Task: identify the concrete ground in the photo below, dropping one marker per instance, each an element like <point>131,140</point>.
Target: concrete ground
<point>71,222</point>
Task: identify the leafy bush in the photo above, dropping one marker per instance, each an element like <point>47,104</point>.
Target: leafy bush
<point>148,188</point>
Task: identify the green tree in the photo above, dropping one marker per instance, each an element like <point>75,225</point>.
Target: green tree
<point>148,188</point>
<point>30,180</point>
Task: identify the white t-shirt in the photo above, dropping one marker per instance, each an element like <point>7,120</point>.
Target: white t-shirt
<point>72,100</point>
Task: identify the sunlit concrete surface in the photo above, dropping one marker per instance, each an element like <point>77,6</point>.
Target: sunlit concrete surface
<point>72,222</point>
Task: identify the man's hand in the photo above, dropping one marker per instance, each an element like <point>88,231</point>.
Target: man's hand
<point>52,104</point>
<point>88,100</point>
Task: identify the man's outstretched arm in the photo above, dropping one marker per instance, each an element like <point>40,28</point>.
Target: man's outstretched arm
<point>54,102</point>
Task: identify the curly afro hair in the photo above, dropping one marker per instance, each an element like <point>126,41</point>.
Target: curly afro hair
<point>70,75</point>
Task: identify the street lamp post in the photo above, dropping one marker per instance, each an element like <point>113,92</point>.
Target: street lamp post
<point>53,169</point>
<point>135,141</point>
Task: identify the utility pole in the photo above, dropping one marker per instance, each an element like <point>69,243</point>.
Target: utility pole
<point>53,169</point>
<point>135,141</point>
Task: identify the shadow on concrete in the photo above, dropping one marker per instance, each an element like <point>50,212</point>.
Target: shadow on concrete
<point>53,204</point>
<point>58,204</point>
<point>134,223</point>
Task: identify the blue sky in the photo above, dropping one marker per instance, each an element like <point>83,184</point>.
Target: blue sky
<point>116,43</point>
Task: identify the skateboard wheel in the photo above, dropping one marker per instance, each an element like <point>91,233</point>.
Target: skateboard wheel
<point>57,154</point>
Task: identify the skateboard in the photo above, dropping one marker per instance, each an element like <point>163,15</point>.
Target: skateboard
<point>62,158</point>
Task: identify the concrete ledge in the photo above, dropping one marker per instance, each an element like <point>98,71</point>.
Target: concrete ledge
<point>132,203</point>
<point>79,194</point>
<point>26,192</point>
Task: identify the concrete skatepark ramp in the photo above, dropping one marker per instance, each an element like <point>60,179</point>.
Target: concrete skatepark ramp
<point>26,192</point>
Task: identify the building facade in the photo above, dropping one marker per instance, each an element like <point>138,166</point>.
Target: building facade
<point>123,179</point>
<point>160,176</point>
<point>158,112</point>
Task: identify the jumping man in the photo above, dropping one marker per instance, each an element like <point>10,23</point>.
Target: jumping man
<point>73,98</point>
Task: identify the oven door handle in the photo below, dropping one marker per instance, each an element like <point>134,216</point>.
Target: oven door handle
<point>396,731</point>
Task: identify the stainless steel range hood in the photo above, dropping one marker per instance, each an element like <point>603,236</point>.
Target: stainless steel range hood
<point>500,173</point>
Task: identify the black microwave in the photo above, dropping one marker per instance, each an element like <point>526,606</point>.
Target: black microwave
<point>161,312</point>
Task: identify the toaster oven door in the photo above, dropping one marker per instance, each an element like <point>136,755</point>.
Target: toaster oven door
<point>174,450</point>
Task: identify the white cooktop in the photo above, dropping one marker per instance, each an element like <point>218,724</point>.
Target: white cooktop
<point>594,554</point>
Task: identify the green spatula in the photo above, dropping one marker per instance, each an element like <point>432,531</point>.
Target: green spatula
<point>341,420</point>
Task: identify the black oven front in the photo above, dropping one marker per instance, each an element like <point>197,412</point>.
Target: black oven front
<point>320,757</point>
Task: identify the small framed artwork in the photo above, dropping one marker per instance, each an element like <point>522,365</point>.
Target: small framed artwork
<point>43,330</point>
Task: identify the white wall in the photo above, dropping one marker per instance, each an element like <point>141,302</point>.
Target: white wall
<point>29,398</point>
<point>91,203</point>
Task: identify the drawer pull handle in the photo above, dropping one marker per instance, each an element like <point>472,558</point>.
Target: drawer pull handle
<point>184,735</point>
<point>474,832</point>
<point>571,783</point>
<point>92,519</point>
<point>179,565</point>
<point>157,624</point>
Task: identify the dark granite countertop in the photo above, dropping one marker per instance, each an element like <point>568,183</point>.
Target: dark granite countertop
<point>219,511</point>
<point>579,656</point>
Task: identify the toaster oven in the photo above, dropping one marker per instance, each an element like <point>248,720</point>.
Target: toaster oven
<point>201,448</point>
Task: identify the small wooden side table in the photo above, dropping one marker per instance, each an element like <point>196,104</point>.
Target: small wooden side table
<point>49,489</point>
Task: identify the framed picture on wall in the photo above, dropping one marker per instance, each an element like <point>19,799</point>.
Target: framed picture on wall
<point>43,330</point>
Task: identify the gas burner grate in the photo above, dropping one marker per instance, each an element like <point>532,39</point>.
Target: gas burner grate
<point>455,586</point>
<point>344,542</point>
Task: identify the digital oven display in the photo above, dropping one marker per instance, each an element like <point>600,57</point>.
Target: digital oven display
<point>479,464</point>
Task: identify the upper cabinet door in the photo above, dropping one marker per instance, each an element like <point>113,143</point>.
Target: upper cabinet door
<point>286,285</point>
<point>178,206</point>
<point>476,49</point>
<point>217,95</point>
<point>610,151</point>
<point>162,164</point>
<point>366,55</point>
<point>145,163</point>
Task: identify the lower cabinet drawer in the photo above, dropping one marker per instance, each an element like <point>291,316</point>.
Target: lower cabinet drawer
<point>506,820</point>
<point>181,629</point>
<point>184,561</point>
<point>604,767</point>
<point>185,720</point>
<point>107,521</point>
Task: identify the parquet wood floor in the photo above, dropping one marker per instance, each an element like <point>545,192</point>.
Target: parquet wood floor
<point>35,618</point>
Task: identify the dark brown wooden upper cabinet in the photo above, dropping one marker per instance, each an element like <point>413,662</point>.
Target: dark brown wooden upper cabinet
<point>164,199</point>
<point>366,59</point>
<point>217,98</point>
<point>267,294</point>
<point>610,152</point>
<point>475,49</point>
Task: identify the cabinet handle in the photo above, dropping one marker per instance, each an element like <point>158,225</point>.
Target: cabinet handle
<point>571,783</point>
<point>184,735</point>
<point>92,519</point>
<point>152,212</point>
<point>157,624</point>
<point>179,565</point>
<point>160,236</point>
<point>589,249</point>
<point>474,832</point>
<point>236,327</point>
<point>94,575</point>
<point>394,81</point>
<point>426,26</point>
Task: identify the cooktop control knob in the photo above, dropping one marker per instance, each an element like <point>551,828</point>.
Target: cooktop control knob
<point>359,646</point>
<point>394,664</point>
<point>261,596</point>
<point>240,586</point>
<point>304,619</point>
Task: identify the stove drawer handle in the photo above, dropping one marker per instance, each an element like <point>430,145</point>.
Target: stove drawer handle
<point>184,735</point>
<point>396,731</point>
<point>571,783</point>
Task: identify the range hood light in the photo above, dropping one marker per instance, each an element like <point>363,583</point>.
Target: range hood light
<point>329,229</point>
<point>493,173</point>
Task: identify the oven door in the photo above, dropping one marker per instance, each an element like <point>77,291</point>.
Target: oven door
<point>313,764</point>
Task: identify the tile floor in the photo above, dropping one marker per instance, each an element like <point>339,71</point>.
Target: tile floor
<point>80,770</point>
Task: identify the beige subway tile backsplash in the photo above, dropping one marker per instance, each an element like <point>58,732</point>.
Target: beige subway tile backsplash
----------------------------------------
◆ **Exercise requirements**:
Please arrange the stretch from the start of the listing above through the line containing "<point>116,43</point>", that line included, as a JSON list of strings with one string per line and blank lines left out.

◆ **Solution to the exercise**:
[
  "Task: identify the concrete ground in the photo below, dropping one marker per instance, each an element like <point>131,140</point>.",
  "Target: concrete ground",
  "<point>71,222</point>",
  "Task: identify the leafy bush in the photo above, dropping one marker per instance, each an element like <point>47,104</point>.",
  "Target: leafy bush",
  "<point>148,188</point>",
  "Task: identify the green tree in the photo above, dropping one marker per instance, each an element like <point>75,225</point>.",
  "Target: green tree",
  "<point>148,188</point>",
  "<point>30,180</point>",
  "Task: identify the white t-shirt in the photo above, dropping one marker per instance, each an element like <point>7,120</point>.",
  "Target: white t-shirt",
  "<point>72,100</point>",
  "Task: identify the sunlit concrete surface in the photo above, dropping one marker per instance, each an element like <point>77,6</point>.",
  "Target: sunlit concrete surface",
  "<point>72,222</point>",
  "Task: identify the man's hand in the photo above, dropping one marker per instance, each an element like <point>88,231</point>.",
  "Target: man's hand",
  "<point>52,104</point>",
  "<point>88,100</point>",
  "Task: identify the man's outstretched arm in the photo above, dropping one marker per instance, each an element like <point>40,28</point>.",
  "Target: man's outstretched arm",
  "<point>54,102</point>",
  "Task: identify the curly afro hair in the photo above, dropping one marker per instance, each an element like <point>126,41</point>.",
  "Target: curly afro hair",
  "<point>70,75</point>",
  "Task: identify the street lamp post in the photo above, dropping one marker per instance, each an element like <point>113,92</point>.",
  "Target: street lamp post",
  "<point>53,169</point>",
  "<point>135,141</point>",
  "Task: identify the utility pole in the photo above, dropping one marker per instance, each an element like <point>69,243</point>.",
  "Target: utility pole",
  "<point>53,169</point>",
  "<point>135,141</point>",
  "Task: identify the shadow on concrete in the photo above, dropping one marker per instance, each an element like <point>50,212</point>.",
  "Target: shadow on concrete",
  "<point>53,204</point>",
  "<point>58,204</point>",
  "<point>134,223</point>",
  "Task: identify the blue sky in the photo above, dropping one marker per instance, each an element like <point>83,184</point>.",
  "Target: blue sky",
  "<point>116,43</point>"
]